**TEXTE SOURCE:**
Annoncée comme une prochaine rupture notamment dans le domaine de l’informatique, la  technologie quantique s’annonce porteuse d’espoirs dans de nombreuses disciplines. Exécuter des traitements complexes en quelques minutes, assurer une meilleure sécurité des liaisons et tendre vers l’ubiquité sont quelques unes des opportunités que pourraient offrir le domaine quantique. Pourtant, cette discipline n’est pas nouvelle mais elle était jusqu’alors peu accessible par la complexité de ses principes théoriques. Aujourd’hui, ces mêmes principes ne se sont pas simplifié mais ils sont en passe d’accéder au monde de la physique classique et d’avoir en conséquence des répercussions sans précédent dans le monde réel. L’intelligence artificielle, quant à elle, ne semble limitée que par des capacités de calcul insuffisantes. Comment dès lors, ces deux disciplines, pourraient ne pas converger dans les années à venir dans les domaines les plus vastes dont biensûr celui de la sécurité ?

La physique quantique en quelques mots

La physique quantique est née au début du 20ème siècle où des scientifiques tels Marx Planck, Albert Einstein, Ernest Rutherford, Niels Bohr, Werner Heisenberg ou encore Erwin Schrödinger révèlent un monde qui ne répond plus aux règles de la physique classique. Ils parviennent par leurs travaux à quantifier des niveaux d’énergie atomique. A l’échelle de l’infiniment petit, ils démontrent que les lois qui régissent la lumière ou le mouvement sont différentes de celles existantes dans le monde macroscopique. C’est Marx Planck qui introduit la notion de quanta, le quantuum étant la plus petite mesure indivisible, que ce soit celle de l’énergie, de la quantité de mouvement ou de la masse.

Marx Plank

Le domaine de la physique quantique explore donc l’infiniment petit où l’observation d’un phénomène influe sur les processus en cours avec une interaction entre les ondes et les particules et, où la matière peut aller d’un point à un autre sans se déplacer via un espace intermédiaire. Cela ouvre des perspectives dans la transmission de l’information.

 

En dépit de toutes ces promesses, la physique quantique tarde à arriver dans le monde de l’informatique notamment au regard des phénomènes de sensibilité et d’instabilité. Ce sont là, les atouts mais aussi les difficultés à résoudre, avant d’imaginer un passage à l’échelle qui est difficile à estimer puisque certains le prédisent dans les 5 ans à venir alors que d’autres ne voient pas cette émergence avant 50 ans. La vérité est certainement intermédiaire. Les premiers impacts de l’intégration quantique dans les processeurs devraient apparaître au niveau des communications, des capteurs et de l’informatique.

**CONSIGNES:**
(1) D'après le texte sur la physique quantique, dans quels domaines devraient apparaître les premiers effets de l'intégration quantique dans les processeurs ?
(2) Recopiez tel quel le passage du texte sur la physique quantique qui commence par les mots contenant « La physique quantique est » et se termine par « de la masse. ».

**DONNÉES:**

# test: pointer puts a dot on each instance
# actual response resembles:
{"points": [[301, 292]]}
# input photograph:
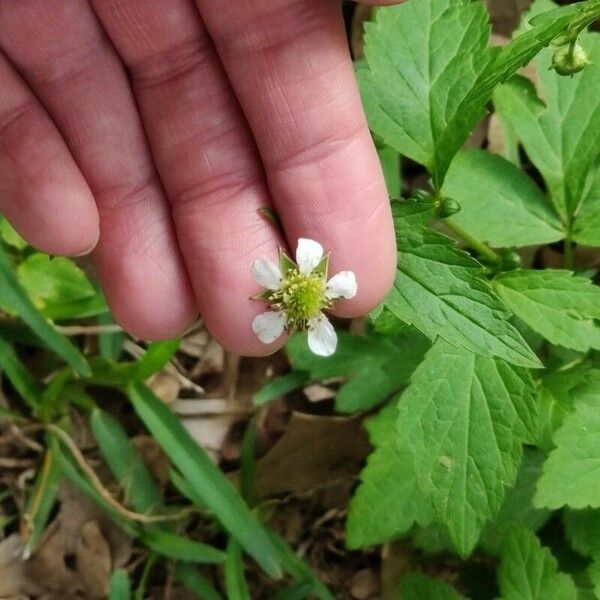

**RÉPONSES:**
(1) Dans les communications, les capteurs et l'informatique.

(2)
La physique quantique est née au début du 20ème siècle où des scientifiques tels Marx Planck, Albert Einstein, Ernest Rutherford, Niels Bohr, Werner Heisenberg ou encore Erwin Schrödinger révèlent un monde qui ne répond plus aux règles de la physique classique. Ils parviennent par leurs travaux à quantifier des niveaux d’énergie atomique. A l’échelle de l’infiniment petit, ils démontrent que les lois qui régissent la lumière ou le mouvement sont différentes de celles existantes dans le monde macroscopique. C’est Marx Planck qui introduit la notion de quanta, le quantuum étant la plus petite mesure indivisible, que ce soit celle de l’énergie, de la quantité de mouvement ou de la masse.